» **WORK ITEM**
Whichever lines of the entries hold the word "target" should be identified and copied.

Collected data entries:
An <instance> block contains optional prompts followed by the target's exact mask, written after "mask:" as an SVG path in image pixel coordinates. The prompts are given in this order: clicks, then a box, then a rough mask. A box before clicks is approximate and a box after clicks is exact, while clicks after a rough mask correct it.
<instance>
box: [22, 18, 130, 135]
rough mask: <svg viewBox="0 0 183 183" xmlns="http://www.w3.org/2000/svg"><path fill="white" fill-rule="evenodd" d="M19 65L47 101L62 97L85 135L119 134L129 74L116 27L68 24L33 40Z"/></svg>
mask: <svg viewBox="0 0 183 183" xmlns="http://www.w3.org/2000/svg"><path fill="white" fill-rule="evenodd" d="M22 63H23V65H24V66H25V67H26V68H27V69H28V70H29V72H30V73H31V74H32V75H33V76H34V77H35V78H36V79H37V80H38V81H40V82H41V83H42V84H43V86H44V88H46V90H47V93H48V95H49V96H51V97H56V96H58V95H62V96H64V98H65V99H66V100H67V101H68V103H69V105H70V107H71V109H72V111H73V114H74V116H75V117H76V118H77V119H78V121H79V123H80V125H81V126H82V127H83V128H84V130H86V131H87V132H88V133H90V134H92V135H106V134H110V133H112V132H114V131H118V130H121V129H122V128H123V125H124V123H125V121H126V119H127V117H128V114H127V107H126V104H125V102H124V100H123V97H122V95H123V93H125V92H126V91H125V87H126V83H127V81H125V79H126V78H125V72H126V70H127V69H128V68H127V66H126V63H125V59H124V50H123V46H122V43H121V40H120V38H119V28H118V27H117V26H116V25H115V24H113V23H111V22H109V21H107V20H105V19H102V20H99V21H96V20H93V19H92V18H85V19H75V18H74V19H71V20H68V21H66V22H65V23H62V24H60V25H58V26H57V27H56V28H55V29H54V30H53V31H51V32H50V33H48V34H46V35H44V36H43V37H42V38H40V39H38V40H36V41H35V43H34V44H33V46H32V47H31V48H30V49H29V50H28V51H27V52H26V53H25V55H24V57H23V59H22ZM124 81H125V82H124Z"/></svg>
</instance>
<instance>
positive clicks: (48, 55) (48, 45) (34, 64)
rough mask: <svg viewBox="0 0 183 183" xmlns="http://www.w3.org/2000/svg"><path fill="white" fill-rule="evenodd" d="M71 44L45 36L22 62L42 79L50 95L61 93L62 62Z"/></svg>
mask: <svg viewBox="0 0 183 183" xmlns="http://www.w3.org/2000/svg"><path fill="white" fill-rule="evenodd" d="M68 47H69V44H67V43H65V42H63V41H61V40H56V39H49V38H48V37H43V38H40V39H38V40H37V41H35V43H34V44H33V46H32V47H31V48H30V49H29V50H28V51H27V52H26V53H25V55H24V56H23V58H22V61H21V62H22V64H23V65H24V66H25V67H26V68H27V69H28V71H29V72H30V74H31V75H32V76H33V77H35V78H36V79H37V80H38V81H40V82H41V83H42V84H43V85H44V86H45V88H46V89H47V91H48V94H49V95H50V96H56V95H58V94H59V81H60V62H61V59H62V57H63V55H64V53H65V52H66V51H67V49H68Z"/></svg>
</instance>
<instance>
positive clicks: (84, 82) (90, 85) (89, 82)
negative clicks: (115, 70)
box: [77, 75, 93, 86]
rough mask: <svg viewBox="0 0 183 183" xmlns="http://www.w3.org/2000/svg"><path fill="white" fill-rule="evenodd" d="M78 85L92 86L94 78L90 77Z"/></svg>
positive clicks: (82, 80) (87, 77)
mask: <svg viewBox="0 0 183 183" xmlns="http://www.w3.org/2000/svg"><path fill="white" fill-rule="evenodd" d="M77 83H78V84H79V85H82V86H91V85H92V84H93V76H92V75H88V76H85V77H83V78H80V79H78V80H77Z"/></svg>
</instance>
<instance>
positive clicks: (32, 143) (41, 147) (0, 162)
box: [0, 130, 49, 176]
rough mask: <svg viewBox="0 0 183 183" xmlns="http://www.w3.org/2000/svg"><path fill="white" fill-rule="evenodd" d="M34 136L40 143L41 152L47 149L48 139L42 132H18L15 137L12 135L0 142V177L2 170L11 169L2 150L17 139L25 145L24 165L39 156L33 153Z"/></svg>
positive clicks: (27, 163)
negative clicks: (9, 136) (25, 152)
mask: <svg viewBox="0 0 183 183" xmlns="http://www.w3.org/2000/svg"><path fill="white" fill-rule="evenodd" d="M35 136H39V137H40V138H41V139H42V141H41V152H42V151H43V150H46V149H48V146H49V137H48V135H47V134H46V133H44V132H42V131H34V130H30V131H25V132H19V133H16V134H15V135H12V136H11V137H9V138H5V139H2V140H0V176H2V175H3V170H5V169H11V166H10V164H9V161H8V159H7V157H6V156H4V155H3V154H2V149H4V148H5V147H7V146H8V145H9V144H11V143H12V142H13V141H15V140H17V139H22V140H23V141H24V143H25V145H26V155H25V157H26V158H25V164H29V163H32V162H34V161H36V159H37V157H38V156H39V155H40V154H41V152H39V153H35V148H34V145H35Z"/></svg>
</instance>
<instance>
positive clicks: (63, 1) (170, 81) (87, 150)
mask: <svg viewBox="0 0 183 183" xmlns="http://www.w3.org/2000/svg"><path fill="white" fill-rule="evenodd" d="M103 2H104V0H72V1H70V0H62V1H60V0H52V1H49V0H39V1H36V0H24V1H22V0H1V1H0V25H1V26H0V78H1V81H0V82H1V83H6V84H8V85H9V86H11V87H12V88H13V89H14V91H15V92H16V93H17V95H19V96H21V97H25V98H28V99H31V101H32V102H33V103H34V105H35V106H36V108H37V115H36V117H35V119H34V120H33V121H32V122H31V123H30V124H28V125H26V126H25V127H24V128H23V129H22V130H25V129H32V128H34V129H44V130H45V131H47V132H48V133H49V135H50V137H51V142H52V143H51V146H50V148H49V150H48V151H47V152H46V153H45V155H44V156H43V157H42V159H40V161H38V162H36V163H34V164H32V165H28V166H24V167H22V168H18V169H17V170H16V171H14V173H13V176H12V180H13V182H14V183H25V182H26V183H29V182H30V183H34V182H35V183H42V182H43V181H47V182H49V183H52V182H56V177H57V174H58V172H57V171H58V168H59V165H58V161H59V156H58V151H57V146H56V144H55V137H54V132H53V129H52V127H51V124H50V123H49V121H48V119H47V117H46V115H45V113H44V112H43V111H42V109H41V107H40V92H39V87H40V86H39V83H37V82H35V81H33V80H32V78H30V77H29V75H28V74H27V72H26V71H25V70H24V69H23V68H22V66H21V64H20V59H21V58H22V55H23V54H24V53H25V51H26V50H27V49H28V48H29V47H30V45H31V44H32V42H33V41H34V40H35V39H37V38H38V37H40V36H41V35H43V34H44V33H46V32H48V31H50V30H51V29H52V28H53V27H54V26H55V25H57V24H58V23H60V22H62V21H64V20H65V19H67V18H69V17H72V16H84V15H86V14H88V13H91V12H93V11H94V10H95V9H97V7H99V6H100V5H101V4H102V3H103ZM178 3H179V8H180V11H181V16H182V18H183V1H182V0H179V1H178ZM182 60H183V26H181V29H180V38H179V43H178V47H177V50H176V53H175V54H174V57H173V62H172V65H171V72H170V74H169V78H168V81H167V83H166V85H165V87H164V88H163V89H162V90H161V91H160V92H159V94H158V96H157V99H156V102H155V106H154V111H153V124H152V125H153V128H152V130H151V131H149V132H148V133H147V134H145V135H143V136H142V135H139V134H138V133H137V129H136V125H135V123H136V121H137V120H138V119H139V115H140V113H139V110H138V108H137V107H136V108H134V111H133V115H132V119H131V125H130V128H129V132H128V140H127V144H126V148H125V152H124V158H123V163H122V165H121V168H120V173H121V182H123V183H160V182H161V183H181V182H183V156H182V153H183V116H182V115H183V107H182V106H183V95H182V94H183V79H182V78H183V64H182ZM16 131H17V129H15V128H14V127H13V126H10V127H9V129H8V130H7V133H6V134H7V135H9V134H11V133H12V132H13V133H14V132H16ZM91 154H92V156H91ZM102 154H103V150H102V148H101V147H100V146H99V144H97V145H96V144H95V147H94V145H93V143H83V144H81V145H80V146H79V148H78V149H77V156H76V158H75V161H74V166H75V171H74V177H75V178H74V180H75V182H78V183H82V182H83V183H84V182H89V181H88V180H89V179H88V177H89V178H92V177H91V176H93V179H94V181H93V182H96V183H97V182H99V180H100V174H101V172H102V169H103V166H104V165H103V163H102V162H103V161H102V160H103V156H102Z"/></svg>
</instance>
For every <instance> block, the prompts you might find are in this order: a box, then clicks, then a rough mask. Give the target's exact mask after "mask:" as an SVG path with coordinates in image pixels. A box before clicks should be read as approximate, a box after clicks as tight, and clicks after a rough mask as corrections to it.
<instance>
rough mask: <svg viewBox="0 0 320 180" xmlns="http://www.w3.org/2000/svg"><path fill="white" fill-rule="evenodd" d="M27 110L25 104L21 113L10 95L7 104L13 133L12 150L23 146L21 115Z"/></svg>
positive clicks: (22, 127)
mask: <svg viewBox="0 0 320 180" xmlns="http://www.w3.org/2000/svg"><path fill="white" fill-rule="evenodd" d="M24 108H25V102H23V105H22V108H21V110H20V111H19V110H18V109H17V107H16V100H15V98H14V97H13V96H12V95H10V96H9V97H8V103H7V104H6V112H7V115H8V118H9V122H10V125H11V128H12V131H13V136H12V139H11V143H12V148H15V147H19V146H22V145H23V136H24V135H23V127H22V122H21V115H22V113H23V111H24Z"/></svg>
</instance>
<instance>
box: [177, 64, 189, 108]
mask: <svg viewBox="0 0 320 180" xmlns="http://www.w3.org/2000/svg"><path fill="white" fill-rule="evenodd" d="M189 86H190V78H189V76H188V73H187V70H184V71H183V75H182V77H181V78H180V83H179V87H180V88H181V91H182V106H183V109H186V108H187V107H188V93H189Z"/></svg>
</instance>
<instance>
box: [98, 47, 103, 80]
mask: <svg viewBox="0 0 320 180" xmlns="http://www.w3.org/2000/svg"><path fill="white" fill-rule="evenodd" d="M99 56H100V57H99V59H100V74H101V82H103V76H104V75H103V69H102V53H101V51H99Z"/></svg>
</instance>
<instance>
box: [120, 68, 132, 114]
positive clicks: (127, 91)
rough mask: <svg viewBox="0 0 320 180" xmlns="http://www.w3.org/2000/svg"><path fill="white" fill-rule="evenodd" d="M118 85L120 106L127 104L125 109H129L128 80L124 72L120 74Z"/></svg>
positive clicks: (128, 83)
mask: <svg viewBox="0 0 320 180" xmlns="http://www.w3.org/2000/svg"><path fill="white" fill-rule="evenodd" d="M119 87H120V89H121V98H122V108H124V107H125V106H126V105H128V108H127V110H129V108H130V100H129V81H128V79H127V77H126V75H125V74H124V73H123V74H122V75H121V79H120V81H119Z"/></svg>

» **PROBLEM SOLUTION**
An <instance> block contains optional prompts followed by the target's exact mask, written after "mask:" as an SVG path in image pixel coordinates. The prompts are given in this order: clicks, then a box, then a rough mask. A box before clicks is approximate and a box after clicks is exact, while clicks after a rough mask correct it.
For every <instance> block, the prompts you might find are in this order: a box, then clicks, then a rough mask. Give the target's exact mask after "mask:" as an SVG path with coordinates in image pixels. A box before clicks should be read as approximate, a box after clicks as tight, and clicks after a rough mask as corrections to it.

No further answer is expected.